GOAL
Please copy out the full post below about checking email too often, word for word.

EXTRACT TO READ
Category: side projects (Page 1 of 4)

The No-Surf Files

I check my email way too often. I don’t even really want to check it most of the time, but it’s just something *to do*, something to click on, something to tap on my phone. Most of the time it’s pointless. I mean, has anyone really emailed me between now and the five minutes prior when last I checked my inbox?

No. No, of course not.

But I check anyway. “Who knows?” my addicted brain always says. “It’s possible a new message came in.”

So I click and suddenly I’m not just checking email but surfing the internet in general, clickity click click clicking away.

Ugh.

I decided I need to commit to checking my email TWICE a day, once in the morning and once in the late afternoon, and beyond that, nothing more. But it’s not enough to quit doing something. I need to replace the itchy email urge with something better. Something that will make me *feel* way better than the yuck feeling I get from wasting the day checking email and surfing the web.

I thought doing something analog, something with my hands that wasn’t clicking a mouse or tapping a keyboard, might be the way to go, thus was born my idea of doing “The No-Surf Files,” aka a mini zine about whatever random thoughts are in my head when I’m trying to avoid the internet.

I did Issue #0 yesterday, and it was pretty fun and got me away from the computer. I have yet to do Issue #1 because I haven’t really been tempted to surf the internet aimlessly, and because I’m sticking pretty closely to my “check email twice a day” rule. I did check my email three times yesterday, but that’s only because I was trying to figure out the time for a school fundraiser event, and they hadn’t yet emailed the information to us. But besides that, I’ve kept myself off the email merry-go-round.

ENTRIES
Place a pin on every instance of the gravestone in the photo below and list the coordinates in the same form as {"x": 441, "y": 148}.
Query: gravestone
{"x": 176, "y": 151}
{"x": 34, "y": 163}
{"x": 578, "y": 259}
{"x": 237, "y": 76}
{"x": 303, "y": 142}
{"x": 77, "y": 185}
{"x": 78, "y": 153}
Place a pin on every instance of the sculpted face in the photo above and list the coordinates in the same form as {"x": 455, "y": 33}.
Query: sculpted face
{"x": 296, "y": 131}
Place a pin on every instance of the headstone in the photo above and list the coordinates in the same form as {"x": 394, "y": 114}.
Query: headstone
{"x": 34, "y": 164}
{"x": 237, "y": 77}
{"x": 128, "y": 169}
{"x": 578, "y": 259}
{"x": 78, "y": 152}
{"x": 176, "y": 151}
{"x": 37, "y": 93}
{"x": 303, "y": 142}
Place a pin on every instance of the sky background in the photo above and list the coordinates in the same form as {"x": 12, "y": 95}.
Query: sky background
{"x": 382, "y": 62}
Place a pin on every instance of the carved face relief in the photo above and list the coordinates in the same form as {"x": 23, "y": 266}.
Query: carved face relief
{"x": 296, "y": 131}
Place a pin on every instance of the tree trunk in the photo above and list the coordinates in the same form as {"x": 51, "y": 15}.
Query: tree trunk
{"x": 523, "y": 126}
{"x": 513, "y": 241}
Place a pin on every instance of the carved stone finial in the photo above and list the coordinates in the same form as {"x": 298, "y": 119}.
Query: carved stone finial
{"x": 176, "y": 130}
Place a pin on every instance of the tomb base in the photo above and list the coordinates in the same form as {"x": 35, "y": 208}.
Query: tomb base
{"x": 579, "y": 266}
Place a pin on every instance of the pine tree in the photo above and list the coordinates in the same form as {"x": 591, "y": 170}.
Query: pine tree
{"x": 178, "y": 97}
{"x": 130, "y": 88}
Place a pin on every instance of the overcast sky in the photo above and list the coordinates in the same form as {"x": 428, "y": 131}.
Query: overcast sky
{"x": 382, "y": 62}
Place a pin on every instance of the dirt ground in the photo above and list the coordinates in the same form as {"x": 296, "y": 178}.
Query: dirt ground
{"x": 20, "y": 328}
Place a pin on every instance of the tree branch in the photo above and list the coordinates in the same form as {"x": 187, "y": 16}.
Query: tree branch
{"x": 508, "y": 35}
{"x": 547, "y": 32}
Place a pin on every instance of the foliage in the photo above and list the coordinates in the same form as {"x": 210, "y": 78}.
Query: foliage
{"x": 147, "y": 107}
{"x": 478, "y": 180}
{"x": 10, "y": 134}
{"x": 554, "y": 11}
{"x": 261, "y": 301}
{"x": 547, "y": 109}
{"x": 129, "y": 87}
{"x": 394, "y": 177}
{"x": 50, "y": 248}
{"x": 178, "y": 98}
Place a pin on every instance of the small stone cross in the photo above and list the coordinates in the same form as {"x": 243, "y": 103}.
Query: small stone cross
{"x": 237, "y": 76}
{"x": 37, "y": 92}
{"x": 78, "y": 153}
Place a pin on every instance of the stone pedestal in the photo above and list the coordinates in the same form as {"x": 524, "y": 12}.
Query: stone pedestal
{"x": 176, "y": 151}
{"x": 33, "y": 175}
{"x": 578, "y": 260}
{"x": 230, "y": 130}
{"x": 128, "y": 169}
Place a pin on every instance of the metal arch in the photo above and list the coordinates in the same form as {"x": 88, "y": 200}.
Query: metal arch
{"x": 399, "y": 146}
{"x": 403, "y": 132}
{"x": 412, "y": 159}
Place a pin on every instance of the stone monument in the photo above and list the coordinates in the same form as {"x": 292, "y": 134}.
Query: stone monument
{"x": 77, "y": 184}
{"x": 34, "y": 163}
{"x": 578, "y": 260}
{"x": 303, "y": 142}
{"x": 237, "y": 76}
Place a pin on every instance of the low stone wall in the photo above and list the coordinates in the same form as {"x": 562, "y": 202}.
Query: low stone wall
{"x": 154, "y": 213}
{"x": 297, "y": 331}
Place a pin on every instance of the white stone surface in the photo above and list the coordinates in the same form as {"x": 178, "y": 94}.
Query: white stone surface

FINAL RESULT
Category: side projects (Page 1 of 4)

The No-Surf Files

I check my email way too often. I don’t even really want to check it most of the time, but it’s just something *to do*, something to click on, something to tap on my phone. Most of the time it’s pointless. I mean, has anyone really emailed me between now and the five minutes prior when last I checked my inbox?

No. No, of course not.

But I check anyway. “Who knows?” my addicted brain always says. “It’s possible a new message came in.”

So I click and suddenly I’m not just checking email but surfing the internet in general, clickity click click clicking away.

Ugh.

I decided I need to commit to checking my email TWICE a day, once in the morning and once in the late afternoon, and beyond that, nothing more. But it’s not enough to quit doing something. I need to replace the itchy email urge with something better. Something that will make me *feel* way better than the yuck feeling I get from wasting the day checking email and surfing the web.

I thought doing something analog, something with my hands that wasn’t clicking a mouse or tapping a keyboard, might be the way to go, thus was born my idea of doing “The No-Surf Files,” aka a mini zine about whatever random thoughts are in my head when I’m trying to avoid the internet.

I did Issue #0 yesterday, and it was pretty fun and got me away from the computer. I have yet to do Issue #1 because I haven’t really been tempted to surf the internet aimlessly, and because I’m sticking pretty closely to my “check email twice a day” rule. I did check my email three times yesterday, but that’s only because I was trying to figure out the time for a school fundraiser event, and they hadn’t yet emailed the information to us. But besides that, I’ve kept myself off the email merry-go-round.